Find the lines of the listing that contain the string "stone", and return them.
----- THE DATA
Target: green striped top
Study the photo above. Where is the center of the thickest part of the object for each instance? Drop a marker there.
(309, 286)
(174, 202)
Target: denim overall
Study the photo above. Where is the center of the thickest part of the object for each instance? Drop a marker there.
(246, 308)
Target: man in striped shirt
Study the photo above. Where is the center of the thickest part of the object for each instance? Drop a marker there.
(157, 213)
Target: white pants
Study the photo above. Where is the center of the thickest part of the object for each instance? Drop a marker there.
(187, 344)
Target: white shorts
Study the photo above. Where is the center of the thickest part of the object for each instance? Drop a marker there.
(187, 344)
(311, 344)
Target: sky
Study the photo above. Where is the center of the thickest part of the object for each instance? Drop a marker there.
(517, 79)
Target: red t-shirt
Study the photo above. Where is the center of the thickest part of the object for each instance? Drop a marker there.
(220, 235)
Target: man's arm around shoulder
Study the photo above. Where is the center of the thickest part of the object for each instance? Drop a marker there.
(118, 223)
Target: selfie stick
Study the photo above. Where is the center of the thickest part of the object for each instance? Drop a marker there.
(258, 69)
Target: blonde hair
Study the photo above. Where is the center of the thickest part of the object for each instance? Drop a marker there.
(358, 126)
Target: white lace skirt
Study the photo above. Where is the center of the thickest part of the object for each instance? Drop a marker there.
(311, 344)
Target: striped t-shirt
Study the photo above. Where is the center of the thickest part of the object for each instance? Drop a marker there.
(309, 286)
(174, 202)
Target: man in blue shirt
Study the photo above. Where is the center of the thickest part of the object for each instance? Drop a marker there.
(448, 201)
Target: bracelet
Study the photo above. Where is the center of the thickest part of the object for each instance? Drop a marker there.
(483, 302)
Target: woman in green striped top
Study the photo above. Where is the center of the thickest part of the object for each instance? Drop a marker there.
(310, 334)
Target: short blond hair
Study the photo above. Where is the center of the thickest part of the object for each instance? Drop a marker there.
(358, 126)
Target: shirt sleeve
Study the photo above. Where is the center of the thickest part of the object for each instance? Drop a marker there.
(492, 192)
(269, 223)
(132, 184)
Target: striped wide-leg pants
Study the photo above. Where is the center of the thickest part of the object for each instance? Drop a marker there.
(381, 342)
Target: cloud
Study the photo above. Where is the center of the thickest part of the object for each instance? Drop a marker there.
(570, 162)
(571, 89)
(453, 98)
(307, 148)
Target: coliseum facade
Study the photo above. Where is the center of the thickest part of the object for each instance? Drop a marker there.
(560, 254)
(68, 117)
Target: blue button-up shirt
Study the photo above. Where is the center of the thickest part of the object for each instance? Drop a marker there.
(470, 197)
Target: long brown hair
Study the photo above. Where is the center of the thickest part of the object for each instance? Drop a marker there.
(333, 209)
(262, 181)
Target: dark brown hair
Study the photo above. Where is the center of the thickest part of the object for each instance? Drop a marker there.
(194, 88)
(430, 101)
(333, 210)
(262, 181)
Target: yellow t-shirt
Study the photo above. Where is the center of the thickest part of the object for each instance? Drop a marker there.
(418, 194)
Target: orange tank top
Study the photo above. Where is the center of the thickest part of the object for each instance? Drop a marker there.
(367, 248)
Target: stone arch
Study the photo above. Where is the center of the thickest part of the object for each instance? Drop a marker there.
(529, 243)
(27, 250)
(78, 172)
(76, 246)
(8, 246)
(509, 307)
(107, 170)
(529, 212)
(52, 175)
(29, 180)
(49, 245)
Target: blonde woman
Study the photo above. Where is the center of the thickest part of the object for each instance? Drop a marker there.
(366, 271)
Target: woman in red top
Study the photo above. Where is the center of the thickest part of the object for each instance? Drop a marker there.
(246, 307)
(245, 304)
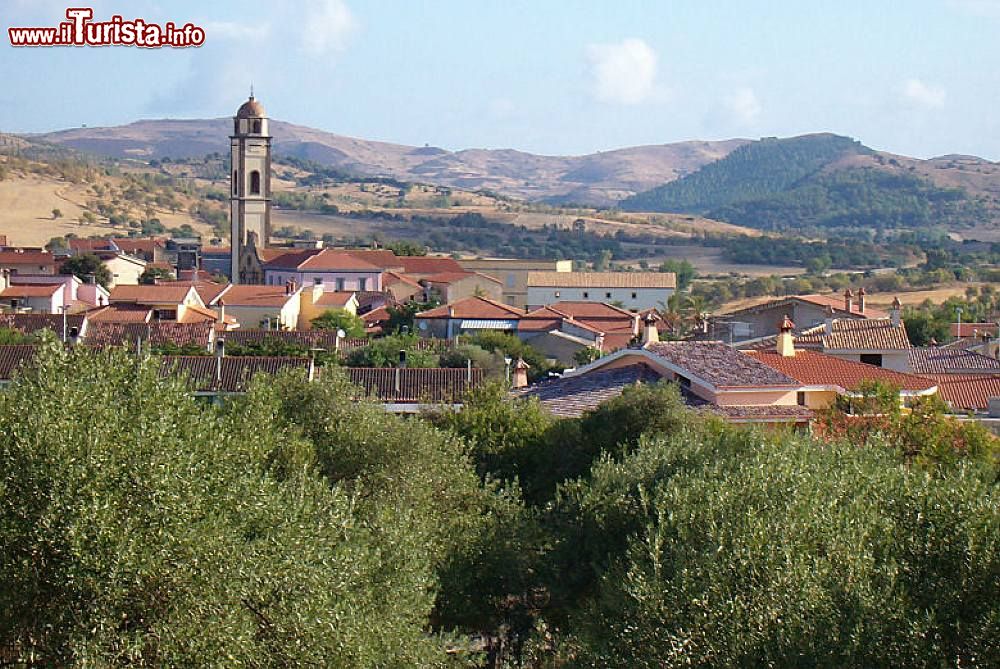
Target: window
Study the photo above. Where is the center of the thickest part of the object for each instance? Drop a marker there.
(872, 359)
----------
----- THE DATA
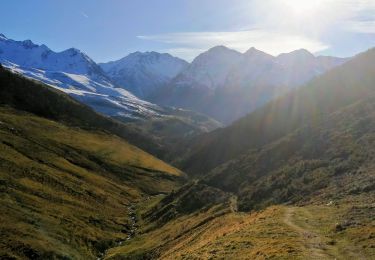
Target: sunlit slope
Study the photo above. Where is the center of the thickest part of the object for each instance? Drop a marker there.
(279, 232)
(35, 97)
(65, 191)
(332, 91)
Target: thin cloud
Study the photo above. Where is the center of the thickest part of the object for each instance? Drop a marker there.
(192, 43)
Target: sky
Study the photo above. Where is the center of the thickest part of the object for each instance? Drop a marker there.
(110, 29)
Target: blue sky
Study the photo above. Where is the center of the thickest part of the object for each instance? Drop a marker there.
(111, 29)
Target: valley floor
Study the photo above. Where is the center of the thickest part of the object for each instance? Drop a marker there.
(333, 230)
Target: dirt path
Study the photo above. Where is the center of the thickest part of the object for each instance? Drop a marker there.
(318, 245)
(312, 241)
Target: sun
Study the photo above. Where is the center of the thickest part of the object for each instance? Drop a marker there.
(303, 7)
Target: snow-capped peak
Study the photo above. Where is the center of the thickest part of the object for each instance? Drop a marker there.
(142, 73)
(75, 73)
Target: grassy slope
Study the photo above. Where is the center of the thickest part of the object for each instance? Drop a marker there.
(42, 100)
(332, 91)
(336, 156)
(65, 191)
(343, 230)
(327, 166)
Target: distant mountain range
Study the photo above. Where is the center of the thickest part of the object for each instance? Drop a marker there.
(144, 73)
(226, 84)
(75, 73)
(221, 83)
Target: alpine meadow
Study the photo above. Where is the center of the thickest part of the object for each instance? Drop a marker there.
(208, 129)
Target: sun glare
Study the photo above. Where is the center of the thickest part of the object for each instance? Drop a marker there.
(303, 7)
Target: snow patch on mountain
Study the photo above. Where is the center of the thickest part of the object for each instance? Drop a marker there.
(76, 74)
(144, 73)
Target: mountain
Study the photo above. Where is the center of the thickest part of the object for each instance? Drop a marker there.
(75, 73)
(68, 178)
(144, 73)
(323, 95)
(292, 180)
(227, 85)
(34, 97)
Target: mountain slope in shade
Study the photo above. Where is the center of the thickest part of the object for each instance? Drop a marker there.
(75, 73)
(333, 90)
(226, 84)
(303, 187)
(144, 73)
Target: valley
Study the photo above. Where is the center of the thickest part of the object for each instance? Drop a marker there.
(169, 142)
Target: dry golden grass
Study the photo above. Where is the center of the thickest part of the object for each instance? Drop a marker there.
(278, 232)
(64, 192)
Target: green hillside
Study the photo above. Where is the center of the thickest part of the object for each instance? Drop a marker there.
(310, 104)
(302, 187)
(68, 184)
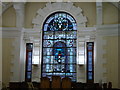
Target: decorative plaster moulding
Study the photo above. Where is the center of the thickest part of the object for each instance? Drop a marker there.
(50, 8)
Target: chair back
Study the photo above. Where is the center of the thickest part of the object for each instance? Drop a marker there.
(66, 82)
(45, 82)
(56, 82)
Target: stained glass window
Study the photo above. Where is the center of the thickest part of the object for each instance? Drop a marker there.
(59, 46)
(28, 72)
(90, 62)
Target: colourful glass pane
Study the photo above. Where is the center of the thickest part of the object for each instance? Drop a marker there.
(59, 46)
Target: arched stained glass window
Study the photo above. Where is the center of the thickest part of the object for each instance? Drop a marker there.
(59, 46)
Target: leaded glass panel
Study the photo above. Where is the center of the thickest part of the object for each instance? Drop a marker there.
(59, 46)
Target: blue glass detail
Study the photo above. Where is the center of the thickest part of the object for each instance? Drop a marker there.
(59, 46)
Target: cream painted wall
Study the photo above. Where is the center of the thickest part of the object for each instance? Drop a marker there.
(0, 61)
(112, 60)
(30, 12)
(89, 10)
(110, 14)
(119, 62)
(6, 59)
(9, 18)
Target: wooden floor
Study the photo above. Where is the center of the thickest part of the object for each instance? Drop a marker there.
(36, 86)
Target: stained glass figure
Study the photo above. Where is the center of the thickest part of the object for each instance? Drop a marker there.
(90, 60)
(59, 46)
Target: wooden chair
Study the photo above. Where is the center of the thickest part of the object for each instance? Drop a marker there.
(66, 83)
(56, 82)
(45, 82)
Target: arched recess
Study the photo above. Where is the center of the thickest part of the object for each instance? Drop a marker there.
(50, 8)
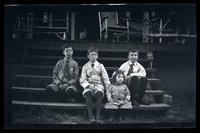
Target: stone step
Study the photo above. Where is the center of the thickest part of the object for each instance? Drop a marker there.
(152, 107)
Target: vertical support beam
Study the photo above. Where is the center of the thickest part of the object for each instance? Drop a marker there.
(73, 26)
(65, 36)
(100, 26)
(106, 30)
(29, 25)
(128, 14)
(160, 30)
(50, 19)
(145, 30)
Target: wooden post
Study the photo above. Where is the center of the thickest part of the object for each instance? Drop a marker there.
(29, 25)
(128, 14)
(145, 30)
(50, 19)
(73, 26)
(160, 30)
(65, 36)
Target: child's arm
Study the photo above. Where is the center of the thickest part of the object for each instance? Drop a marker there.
----------
◆ **RESULT OF THE EXERCISE**:
Target: stone arch
Target: stone step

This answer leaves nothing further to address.